# What this task involves
Can the data below be echoed back word for word?

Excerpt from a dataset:
** Start **

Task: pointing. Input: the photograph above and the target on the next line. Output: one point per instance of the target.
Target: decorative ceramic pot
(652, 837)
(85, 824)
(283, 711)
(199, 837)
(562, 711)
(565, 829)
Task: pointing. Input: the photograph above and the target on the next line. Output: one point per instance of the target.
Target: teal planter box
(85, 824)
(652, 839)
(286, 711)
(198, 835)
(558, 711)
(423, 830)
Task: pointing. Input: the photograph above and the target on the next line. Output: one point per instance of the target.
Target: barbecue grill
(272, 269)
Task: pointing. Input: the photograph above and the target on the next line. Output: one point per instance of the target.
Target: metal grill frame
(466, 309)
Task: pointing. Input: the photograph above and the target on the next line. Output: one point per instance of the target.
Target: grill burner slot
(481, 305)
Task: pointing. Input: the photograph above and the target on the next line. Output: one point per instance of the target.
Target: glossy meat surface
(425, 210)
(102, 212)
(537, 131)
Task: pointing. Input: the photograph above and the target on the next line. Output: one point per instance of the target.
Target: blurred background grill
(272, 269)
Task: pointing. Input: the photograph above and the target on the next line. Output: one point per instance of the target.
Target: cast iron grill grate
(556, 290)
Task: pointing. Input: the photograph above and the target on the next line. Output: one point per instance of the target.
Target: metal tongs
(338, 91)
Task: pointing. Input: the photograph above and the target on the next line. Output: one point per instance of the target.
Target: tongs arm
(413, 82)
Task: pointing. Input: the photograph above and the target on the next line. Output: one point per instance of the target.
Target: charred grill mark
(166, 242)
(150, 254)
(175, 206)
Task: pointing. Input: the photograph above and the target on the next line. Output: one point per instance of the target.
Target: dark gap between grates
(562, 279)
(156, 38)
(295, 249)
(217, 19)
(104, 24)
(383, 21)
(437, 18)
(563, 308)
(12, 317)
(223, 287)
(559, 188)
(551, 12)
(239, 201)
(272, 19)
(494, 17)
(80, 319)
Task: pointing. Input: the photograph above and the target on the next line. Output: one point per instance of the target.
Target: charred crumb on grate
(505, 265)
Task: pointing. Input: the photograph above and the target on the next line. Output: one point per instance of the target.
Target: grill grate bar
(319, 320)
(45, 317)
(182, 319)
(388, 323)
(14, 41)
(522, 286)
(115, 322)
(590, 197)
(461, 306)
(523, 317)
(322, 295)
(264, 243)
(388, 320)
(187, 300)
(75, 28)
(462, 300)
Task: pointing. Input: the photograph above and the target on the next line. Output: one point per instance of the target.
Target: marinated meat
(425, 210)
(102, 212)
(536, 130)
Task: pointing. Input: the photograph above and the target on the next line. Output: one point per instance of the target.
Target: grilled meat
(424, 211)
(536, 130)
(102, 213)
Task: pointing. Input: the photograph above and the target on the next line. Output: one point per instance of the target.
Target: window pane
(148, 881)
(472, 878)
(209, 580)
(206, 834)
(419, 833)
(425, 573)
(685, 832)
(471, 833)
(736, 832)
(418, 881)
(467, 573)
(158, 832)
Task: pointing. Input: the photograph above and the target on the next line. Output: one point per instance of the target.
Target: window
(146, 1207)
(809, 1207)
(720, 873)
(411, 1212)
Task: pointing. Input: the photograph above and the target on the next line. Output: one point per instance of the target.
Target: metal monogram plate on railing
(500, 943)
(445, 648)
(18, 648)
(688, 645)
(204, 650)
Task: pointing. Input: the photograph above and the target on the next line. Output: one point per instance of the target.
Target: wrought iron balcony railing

** End **

# Complete response
Task: pointing. Input: the photograph above and the target on the next line. Output: one point per instance of the target.
Target: decorative ceramic pot
(652, 837)
(85, 824)
(283, 711)
(199, 837)
(562, 711)
(565, 829)
Task: pointing. Input: the photograph above and the target on the next line. Output: one point per instance of the target.
Target: teal planter box
(85, 824)
(652, 839)
(286, 711)
(198, 835)
(558, 711)
(423, 830)
Task: pointing. Input: the photograph above and the target on the next line. Output: one point per instance of the target.
Target: barbecue grill
(272, 269)
Task: pointing. Input: the photograph above and the target on the next line. Output: one point per instance of the target.
Target: metal grill frame
(466, 309)
Task: pointing. Input: the photograph above and the target on the next line. Output: one point per instance of the target.
Target: grill burner slot
(481, 305)
Task: pointing. Input: the photograph above and the target on the next line. Output: one point per instance of the target.
Target: glossy meat surface
(425, 210)
(102, 212)
(537, 131)
Task: pointing. Input: the photograph above and the target on the next line. Output: one point per instance of the target.
Target: blurred background grill
(272, 269)
Task: pointing. Input: the photograph above and the target on the next line. Output: one point per instance of the target.
Target: cast iron grill grate
(556, 290)
Task: pointing. Input: the photograph above and the target on the next line. Output: one point per instance of the target.
Target: metal tongs
(338, 91)
Task: pointing. Input: the photograph above and the target on the next line. Output: one point per instance of the target.
Target: tongs arm
(413, 82)
Task: pointing. Input: the photograph above and the target on the next line. Output: one point per instance of the target.
Target: charred grill mark
(166, 242)
(150, 254)
(175, 206)
Task: pointing. Input: the photograph above and the target on the next line. Output: one point per instance of the target.
Target: dark gap between grates
(562, 279)
(156, 38)
(295, 249)
(217, 19)
(104, 24)
(383, 21)
(437, 18)
(563, 308)
(12, 317)
(223, 287)
(559, 188)
(551, 12)
(239, 201)
(272, 19)
(494, 17)
(80, 319)
Task: pointing. Input: the photograph above and the target on the next line. Output: one point per instance of the target.
Target: charred crumb on grate
(505, 265)
Task: pointing. Input: the photograph above and the target on the next line. Output: one point per instance of the target.
Target: grill grate bar
(319, 320)
(45, 317)
(182, 319)
(388, 323)
(14, 41)
(522, 286)
(115, 322)
(590, 197)
(461, 306)
(523, 317)
(322, 295)
(264, 243)
(388, 320)
(187, 300)
(75, 28)
(462, 300)
Task: pointing. Input: the photograph above and the target on the next line. Output: one point per instance of the target.
Target: marinated meat
(425, 210)
(102, 212)
(536, 130)
Task: pointing. Input: the photograph above and the target on the next line. Output: one point per instance of the target.
Target: grilled meat
(424, 211)
(536, 130)
(102, 213)
Task: pointing. Input: the photograph above and the target on the next line. Output: one point per instance of the target.
Target: window pane
(148, 881)
(472, 878)
(209, 580)
(206, 834)
(419, 833)
(425, 573)
(685, 832)
(471, 833)
(736, 832)
(418, 881)
(467, 573)
(158, 832)
Task: pointing. Input: the photograph above and the target on the next line. Output: one point per instance of the target.
Target: window
(146, 1207)
(809, 1207)
(720, 873)
(411, 1212)
Task: pointing. Input: the photograph above and the target on the next line. Output: one point per instance of the target.
Target: metal monogram plate on railing
(500, 943)
(445, 648)
(18, 648)
(688, 645)
(204, 650)
Task: pointing. Input: the photograph above and the target on the next line. Output: one point per instance of the target.
Target: wrought iron balcony railing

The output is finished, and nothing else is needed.